▶ **Stated problem**
Reproduce every one of the entries below verbatim, keeping each line unchanged and in its original order.

▶ **Working data**
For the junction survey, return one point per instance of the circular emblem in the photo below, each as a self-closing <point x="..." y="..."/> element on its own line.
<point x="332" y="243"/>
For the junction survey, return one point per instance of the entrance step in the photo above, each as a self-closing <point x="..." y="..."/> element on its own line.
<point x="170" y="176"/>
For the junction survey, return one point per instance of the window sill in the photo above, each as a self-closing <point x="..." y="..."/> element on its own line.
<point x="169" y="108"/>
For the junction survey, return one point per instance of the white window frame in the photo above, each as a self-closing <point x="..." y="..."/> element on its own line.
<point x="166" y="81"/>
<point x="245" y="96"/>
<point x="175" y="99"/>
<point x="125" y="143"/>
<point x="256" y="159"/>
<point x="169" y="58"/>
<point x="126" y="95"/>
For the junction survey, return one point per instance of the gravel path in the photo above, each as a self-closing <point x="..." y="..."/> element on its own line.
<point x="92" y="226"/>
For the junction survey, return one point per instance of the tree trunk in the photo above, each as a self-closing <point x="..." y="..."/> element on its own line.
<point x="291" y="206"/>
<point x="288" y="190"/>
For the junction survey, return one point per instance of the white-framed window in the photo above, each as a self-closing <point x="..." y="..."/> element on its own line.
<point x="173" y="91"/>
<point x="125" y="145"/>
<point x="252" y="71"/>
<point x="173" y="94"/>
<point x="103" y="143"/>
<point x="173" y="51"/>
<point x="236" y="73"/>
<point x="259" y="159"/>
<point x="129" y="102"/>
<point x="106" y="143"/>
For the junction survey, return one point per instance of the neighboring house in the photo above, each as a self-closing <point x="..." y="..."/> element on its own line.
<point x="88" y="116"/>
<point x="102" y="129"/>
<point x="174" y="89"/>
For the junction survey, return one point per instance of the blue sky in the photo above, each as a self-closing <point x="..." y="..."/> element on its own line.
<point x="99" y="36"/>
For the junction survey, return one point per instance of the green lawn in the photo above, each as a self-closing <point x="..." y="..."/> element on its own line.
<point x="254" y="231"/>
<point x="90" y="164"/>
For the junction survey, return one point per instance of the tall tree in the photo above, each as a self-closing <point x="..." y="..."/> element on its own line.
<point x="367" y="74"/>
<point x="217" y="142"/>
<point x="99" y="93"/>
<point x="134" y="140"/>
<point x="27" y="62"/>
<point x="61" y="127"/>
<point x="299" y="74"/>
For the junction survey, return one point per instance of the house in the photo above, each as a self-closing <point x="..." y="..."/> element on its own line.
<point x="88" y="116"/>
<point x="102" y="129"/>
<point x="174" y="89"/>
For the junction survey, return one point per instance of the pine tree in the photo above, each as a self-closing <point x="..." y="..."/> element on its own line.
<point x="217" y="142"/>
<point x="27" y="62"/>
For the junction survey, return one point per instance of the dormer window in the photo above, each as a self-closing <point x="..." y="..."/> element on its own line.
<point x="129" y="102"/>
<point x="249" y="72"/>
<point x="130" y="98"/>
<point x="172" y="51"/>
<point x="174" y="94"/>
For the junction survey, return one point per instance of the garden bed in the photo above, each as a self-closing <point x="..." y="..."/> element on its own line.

▶ **Written reply**
For the junction survey, return one point per instance of the circular emblem in the photo below, each as a self-closing <point x="..." y="..."/> element on its own line.
<point x="332" y="243"/>
For the junction survey, return one point per instance of the entrance step in the photo above, each as a self-closing <point x="..." y="..."/> element on its own line.
<point x="170" y="176"/>
For the junction survey, return one point per instance of the window sill in the photo above, each as a self-closing <point x="..." y="..."/> element on its own line.
<point x="169" y="108"/>
For the junction survey, return one point per instance of the white window frame in the photo above, each as a self-closing <point x="..." y="..."/> element on its own line.
<point x="166" y="81"/>
<point x="245" y="96"/>
<point x="175" y="99"/>
<point x="125" y="143"/>
<point x="256" y="159"/>
<point x="169" y="58"/>
<point x="126" y="95"/>
For the junction survey, return one point per instance of the gravel path in the photo above, each as a self-closing <point x="..." y="..."/> element on its own line.
<point x="92" y="226"/>
For the junction survey, return one point per instance of the tree trunk in the photo above, each as a self-closing <point x="..." y="..."/> element on its own line.
<point x="291" y="206"/>
<point x="288" y="190"/>
For the junction survey, return one point per instance of the white-framed window in the photo above, each as a self-closing <point x="..." y="..."/> element on its own line.
<point x="173" y="91"/>
<point x="125" y="145"/>
<point x="252" y="71"/>
<point x="173" y="94"/>
<point x="103" y="143"/>
<point x="173" y="51"/>
<point x="236" y="73"/>
<point x="259" y="159"/>
<point x="129" y="102"/>
<point x="106" y="143"/>
For the junction survey, return one point per instance of the neighboring house in the photo above, each as a self-closing <point x="..." y="..."/> element on its own line.
<point x="88" y="116"/>
<point x="102" y="129"/>
<point x="174" y="89"/>
For the junction survey, return one point per instance of the blue sky in the photo above, each as a self-closing <point x="..." y="..."/> element on its own line.
<point x="99" y="36"/>
For the junction survey, return one point per instance of the green lawn in the photo above, each as a self-closing <point x="..." y="..."/> element on its own line.
<point x="254" y="231"/>
<point x="90" y="164"/>
For the junction survey, return one point per instance of the tall tree in the photo above, each as a self-closing <point x="..." y="..."/> element on its own line.
<point x="367" y="74"/>
<point x="217" y="142"/>
<point x="99" y="93"/>
<point x="134" y="140"/>
<point x="27" y="62"/>
<point x="61" y="127"/>
<point x="299" y="74"/>
For the junction survey, return one point per instance of the house in the photo above, each as a self-closing <point x="..." y="..."/> element on its own line.
<point x="88" y="116"/>
<point x="102" y="129"/>
<point x="174" y="89"/>
For the junction survey, return one point per instance of the pine tree in the photo above, each as a self-closing <point x="..." y="..."/> element on its own line.
<point x="217" y="142"/>
<point x="27" y="62"/>
For the junction survey, return one point per instance of the dormer window in the photo above, each as a self-closing <point x="..." y="..."/> element on its own line.
<point x="129" y="102"/>
<point x="249" y="72"/>
<point x="130" y="98"/>
<point x="172" y="51"/>
<point x="174" y="94"/>
For the junction survey, return one point per instance of the garden bed in the photo above, each as a self-closing <point x="..." y="..."/> element on its own line.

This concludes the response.